* [What is being asked] What lines in the records below hold the string "blue"? Please show them.

━━━━━━━━━━━━━━━━━━━━━━━━━━━━━━

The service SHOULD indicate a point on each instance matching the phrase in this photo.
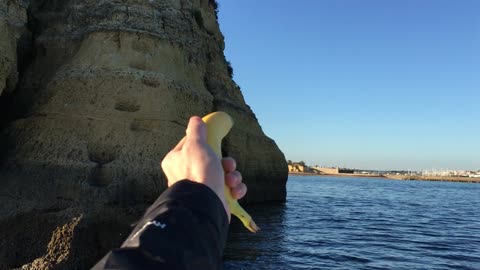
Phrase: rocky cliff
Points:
(93, 95)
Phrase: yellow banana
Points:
(218, 125)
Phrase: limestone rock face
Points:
(13, 17)
(108, 90)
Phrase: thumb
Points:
(196, 130)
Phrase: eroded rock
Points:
(107, 95)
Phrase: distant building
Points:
(295, 167)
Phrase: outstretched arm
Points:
(186, 228)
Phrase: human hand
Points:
(193, 159)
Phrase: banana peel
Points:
(218, 125)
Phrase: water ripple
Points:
(361, 223)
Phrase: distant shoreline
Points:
(396, 177)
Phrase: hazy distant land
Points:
(302, 169)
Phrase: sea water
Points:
(362, 223)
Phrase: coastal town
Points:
(432, 174)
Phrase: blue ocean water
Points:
(362, 223)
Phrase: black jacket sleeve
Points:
(186, 228)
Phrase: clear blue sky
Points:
(364, 84)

━━━━━━━━━━━━━━━━━━━━━━━━━━━━━━

* [Result of this exercise]
Phrase: blue ocean water
Phrase: clear blue sky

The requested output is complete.